Stored entries
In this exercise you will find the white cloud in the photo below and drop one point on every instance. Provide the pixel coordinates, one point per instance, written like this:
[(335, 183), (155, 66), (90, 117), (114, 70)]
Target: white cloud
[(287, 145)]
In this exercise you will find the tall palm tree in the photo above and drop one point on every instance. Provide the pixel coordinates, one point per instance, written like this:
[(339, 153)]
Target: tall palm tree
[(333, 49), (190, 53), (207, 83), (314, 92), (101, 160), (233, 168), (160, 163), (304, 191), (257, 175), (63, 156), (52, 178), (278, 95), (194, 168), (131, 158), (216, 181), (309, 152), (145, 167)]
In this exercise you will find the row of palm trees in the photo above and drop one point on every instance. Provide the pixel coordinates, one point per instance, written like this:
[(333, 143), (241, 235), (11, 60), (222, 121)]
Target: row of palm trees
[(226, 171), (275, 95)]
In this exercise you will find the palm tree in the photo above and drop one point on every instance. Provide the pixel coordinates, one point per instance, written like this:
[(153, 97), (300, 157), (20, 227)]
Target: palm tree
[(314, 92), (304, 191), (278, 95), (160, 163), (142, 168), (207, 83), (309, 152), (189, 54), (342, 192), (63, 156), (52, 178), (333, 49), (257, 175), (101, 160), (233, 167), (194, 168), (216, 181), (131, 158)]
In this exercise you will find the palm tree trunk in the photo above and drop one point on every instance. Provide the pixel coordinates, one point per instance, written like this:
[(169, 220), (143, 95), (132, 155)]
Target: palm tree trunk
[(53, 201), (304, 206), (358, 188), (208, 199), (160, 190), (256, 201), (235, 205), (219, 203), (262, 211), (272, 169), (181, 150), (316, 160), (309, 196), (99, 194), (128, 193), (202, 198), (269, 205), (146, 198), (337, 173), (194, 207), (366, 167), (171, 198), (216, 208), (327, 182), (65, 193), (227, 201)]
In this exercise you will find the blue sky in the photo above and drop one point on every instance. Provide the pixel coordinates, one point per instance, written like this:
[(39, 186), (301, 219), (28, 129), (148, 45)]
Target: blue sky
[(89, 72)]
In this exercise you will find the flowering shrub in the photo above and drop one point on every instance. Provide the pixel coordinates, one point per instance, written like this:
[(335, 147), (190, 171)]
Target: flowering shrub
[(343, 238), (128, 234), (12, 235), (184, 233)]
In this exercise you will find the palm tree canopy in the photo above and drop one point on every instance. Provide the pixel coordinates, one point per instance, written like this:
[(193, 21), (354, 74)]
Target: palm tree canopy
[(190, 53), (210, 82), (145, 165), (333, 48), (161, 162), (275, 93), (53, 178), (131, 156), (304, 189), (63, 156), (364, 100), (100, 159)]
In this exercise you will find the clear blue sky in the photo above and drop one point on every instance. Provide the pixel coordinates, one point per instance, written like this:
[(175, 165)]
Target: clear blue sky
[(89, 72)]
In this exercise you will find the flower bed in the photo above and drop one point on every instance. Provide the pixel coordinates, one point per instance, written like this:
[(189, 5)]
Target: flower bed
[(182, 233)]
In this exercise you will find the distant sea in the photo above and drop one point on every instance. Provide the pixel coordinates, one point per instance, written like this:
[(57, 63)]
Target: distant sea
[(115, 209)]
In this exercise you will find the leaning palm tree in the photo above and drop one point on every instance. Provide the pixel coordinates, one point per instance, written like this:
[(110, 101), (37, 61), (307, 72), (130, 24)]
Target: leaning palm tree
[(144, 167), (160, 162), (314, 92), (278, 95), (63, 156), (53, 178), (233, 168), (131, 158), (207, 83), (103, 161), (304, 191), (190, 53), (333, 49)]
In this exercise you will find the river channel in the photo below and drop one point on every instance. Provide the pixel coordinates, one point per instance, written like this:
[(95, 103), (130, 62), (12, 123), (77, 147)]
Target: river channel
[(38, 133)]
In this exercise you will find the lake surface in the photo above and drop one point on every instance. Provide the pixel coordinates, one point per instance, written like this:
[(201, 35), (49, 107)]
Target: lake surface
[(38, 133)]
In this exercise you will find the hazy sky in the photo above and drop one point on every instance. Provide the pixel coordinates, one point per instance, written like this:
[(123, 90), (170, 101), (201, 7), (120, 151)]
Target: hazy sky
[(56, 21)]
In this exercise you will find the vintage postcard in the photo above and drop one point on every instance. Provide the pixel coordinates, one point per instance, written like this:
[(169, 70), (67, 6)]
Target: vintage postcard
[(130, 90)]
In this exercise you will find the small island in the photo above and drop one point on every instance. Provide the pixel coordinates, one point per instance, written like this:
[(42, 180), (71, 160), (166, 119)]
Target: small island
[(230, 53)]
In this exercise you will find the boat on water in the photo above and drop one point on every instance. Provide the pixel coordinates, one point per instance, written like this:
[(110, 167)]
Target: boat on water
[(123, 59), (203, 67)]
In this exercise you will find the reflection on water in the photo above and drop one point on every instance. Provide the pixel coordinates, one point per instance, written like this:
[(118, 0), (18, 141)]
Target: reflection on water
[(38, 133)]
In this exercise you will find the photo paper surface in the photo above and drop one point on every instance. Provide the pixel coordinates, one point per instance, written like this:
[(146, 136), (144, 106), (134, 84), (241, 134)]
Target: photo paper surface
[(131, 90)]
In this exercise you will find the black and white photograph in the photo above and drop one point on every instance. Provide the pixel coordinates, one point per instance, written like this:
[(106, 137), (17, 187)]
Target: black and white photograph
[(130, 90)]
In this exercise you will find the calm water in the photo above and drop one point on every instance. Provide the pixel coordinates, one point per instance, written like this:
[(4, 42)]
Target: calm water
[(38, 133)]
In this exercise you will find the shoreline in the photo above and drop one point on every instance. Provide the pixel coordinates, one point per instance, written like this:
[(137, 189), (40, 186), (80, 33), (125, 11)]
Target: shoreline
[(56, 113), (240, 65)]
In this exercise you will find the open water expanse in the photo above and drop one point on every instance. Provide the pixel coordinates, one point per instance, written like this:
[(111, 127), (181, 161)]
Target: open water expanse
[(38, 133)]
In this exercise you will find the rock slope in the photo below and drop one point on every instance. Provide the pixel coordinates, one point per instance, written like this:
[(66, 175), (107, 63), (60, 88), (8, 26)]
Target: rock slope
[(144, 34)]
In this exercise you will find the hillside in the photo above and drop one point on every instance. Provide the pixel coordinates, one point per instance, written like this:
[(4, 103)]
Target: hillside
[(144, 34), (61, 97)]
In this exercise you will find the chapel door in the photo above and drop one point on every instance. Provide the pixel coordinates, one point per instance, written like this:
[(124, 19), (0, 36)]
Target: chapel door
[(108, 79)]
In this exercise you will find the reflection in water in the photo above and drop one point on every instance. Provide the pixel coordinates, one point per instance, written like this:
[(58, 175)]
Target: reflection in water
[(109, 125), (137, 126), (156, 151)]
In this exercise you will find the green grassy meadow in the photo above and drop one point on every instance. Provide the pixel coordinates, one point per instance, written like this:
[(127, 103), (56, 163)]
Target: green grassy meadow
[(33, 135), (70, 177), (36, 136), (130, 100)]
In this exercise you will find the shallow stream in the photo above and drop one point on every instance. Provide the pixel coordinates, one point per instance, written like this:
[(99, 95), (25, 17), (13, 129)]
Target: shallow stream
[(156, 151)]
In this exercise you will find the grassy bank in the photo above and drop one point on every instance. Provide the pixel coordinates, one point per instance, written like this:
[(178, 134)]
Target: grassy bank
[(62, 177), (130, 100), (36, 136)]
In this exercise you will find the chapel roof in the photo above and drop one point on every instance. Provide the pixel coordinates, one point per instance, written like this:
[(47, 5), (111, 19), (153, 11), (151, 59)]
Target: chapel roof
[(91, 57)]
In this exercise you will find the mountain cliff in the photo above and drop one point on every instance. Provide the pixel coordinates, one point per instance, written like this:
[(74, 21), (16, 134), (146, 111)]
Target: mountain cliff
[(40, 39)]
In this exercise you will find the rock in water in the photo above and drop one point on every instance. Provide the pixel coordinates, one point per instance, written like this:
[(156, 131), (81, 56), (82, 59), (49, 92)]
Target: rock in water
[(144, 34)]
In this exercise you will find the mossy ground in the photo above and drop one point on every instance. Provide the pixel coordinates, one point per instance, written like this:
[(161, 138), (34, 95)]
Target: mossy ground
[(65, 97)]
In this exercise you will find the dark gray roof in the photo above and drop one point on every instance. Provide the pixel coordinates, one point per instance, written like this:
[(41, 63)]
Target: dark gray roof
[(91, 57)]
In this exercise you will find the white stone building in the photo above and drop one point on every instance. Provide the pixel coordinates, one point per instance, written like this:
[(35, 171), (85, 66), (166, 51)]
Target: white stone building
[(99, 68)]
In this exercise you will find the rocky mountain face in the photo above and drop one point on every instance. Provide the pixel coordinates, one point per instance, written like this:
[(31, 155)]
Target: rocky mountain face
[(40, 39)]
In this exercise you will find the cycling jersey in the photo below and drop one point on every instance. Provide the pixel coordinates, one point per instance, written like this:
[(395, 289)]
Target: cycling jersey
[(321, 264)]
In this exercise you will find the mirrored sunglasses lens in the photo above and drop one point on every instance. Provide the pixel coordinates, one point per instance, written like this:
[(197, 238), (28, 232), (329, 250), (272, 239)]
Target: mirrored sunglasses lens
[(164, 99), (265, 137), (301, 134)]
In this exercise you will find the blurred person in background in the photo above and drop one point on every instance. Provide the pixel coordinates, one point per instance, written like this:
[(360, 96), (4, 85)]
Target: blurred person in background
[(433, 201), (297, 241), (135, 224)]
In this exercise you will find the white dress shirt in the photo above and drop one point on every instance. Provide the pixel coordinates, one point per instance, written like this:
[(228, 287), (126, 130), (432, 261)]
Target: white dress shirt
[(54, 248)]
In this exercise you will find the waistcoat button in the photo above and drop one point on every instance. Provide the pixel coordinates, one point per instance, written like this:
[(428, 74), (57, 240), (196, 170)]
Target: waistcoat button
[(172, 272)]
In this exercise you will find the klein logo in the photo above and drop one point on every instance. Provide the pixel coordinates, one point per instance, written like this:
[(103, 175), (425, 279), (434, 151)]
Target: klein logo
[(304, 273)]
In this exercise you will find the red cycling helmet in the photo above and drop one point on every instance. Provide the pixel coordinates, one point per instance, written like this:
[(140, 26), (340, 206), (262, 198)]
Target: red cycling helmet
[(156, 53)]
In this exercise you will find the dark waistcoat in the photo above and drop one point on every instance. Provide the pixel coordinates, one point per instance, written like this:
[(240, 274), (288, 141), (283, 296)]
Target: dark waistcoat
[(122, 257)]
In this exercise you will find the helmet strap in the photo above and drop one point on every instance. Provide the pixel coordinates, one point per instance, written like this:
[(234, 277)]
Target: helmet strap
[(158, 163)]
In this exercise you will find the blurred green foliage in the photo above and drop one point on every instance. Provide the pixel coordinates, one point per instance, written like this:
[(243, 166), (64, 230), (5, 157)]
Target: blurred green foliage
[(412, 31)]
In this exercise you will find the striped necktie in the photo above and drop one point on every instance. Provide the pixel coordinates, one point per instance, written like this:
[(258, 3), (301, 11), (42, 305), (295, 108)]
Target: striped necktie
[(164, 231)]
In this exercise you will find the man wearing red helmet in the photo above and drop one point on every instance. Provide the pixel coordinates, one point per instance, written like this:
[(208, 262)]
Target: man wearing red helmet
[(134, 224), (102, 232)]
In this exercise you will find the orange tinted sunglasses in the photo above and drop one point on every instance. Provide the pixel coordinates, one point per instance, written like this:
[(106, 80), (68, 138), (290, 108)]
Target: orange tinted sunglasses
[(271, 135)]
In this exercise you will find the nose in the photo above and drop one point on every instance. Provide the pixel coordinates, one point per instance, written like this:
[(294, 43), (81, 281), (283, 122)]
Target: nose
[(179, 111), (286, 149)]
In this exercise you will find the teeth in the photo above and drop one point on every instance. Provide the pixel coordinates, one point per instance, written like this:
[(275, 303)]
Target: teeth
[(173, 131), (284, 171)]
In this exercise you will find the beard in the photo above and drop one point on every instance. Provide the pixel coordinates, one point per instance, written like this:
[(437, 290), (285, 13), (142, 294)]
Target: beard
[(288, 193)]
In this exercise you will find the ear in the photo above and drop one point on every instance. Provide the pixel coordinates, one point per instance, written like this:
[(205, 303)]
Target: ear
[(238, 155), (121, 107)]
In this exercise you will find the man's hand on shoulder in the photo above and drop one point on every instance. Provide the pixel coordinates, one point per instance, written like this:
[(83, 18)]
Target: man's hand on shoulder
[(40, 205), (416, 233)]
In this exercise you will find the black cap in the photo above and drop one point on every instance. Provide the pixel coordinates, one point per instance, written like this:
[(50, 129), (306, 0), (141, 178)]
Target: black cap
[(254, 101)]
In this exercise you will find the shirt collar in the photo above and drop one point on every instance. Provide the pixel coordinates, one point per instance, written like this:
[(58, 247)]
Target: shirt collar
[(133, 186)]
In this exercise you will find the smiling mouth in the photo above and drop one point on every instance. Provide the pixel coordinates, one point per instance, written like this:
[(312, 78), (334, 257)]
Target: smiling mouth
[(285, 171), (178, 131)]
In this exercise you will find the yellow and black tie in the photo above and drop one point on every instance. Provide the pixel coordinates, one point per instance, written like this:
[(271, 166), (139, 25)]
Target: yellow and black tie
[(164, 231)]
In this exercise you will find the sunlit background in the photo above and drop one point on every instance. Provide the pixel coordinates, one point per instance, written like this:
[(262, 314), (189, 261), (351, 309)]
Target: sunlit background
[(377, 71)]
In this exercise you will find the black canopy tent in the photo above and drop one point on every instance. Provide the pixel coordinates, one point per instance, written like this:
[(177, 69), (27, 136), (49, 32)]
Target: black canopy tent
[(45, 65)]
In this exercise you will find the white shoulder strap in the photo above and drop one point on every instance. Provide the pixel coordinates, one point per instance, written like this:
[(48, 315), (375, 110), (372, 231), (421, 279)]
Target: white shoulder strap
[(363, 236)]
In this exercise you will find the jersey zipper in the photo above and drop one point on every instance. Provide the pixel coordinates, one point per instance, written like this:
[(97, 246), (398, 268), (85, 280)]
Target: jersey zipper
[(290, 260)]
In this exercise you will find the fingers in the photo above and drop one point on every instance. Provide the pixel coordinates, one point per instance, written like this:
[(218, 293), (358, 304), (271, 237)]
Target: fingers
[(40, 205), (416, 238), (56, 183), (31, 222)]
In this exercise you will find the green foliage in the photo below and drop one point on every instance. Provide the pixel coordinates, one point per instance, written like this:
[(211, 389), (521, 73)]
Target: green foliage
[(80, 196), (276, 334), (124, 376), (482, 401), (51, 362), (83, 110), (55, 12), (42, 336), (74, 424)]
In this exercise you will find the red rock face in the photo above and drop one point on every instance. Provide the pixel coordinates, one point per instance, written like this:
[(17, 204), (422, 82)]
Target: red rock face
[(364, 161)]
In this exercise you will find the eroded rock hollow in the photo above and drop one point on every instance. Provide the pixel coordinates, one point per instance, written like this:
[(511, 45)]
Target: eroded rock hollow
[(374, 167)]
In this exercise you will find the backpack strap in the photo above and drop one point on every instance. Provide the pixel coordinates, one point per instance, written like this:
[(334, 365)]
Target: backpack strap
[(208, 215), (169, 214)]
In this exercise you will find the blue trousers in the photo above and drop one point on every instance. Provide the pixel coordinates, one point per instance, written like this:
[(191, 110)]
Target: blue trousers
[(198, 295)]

- [What is being asked]: From the records above, retype only the lines starting at the line that contains "In this exercise you will find the blue sky" and ending at the line that contains "[(193, 21), (354, 74)]", both included.

- [Exercise solution]:
In this exercise you will find the blue sky in the photo above and drop one point on every instance. Provide the pixel coordinates, one point per instance, written like this:
[(39, 186), (301, 219), (28, 129), (148, 45)]
Target: blue sky
[(89, 72)]
In this exercise you will find the flowering shrub in the photo above and drop one point on every instance. Provide the pixel coordinates, one point per instance, written like this:
[(335, 147), (190, 171)]
Target: flowering shrub
[(343, 238), (128, 234), (12, 235), (184, 233)]
In this exercise you will find the palm tree canopy in the photo above and drop one point on every instance. Provide the pixel coordinates, one point per instance, written like this:
[(193, 21), (354, 74)]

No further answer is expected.